> 提示文

%%

Photo by Hibiki Tokiwa

山中千尋のニューアルバム『Dolce Vita』がリリースされた。本作は、ヨシ・ワキ(ベース)、ジョン・デイヴィス(ドラムス)とのトリオを中心にした、全編ニューヨークで録音されたアルバム。そして、3月に惜しくもこの世を去ったカリスマ、ウェイン・ショーターへ捧げられたトリビュートアルバムでもある。ショーターのキャリアを振り返り、ピアノだけでなくオルガンも交えつつ、ショーターの名曲が山中の手で大胆かつ繊細に翻案され、さらに同じく3月に亡くなった坂本龍一に捧げた曲も収録されている。そんな本作について、音楽評論家の佐藤英輔がインタビューした。 *Mikiki編集部

※このインタビューは2023年8月20日発行の「intoxicate vol.165」に掲載された記事の拡大版です

山中千尋 『Dolce Vita』 Blue Note/ユニバーサル(2023)

 

ウェイン・ショーターの好きな曲をピアノトリオで演奏する

――トリビュートやアニバーサリーという括りで、これまで何枚か個人に焦点を当てたアルバムを作っていますよね?

「トリビュートメインのアルバムは、セロニアス・モンク(2017年作『モンク・スタディーズ』)とかベニー・グッドマン(2009年作『ランニング・ワイルド』)。あと、ザ・ビートルズ(2012年作『ビコーズ』)もありました」

――それで、今回はウェイン・ショーターです。選曲には時間がかかったのでしょうか?

%%

> 取り組む課題
1. 提示文によれば、アルバム『Dolce Vita』はどこで録音されたか。
2. 下のエントリーをすべて、一字一句変えずに書き写してください。

> 演習用データ
%%

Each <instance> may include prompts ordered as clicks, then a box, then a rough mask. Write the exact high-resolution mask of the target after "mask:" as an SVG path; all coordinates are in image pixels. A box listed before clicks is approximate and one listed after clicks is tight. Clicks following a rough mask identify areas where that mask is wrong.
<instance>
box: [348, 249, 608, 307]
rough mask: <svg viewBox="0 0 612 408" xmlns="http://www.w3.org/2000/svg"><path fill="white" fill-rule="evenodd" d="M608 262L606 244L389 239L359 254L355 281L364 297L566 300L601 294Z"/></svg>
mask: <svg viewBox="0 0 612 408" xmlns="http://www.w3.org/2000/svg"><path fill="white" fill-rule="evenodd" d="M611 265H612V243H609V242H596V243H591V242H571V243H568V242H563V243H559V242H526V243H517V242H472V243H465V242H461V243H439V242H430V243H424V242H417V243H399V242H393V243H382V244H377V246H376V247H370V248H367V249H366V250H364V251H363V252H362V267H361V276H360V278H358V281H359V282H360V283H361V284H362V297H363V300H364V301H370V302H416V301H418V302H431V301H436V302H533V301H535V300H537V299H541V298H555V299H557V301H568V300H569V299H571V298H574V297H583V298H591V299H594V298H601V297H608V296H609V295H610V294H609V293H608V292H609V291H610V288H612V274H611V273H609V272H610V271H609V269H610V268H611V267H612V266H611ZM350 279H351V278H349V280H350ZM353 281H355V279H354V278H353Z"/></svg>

%%

> 完成した演習
1. 全編ニューヨークで録音された。

2.
Each <instance> may include prompts ordered as clicks, then a box, then a rough mask. Write the exact high-resolution mask of the target after "mask:" as an SVG path; all coordinates are in image pixels. A box listed before clicks is approximate and one listed after clicks is tight. Clicks following a rough mask identify areas where that mask is wrong.
<instance>
box: [348, 249, 608, 307]
rough mask: <svg viewBox="0 0 612 408" xmlns="http://www.w3.org/2000/svg"><path fill="white" fill-rule="evenodd" d="M608 262L606 244L389 239L359 254L355 281L364 297L566 300L601 294Z"/></svg>
mask: <svg viewBox="0 0 612 408" xmlns="http://www.w3.org/2000/svg"><path fill="white" fill-rule="evenodd" d="M611 265H612V243H609V242H596V243H591V242H571V243H568V242H563V243H559V242H526V243H517V242H472V243H465V242H461V243H439V242H430V243H424V242H417V243H399V242H393V243H382V244H377V246H376V247H370V248H367V249H366V250H364V251H363V252H362V267H361V276H360V278H358V281H359V282H360V283H361V284H362V297H363V300H364V301H370V302H416V301H418V302H431V301H436V302H533V301H535V300H537V299H541V298H555V299H557V301H568V300H569V299H571V298H574V297H583V298H591V299H594V298H601V297H608V296H609V295H610V294H609V293H608V292H609V291H610V288H612V274H611V273H609V272H610V271H609V269H610V268H611V267H612V266H611ZM350 279H351V278H349V280H350ZM353 281H355V279H354V278H353Z"/></svg>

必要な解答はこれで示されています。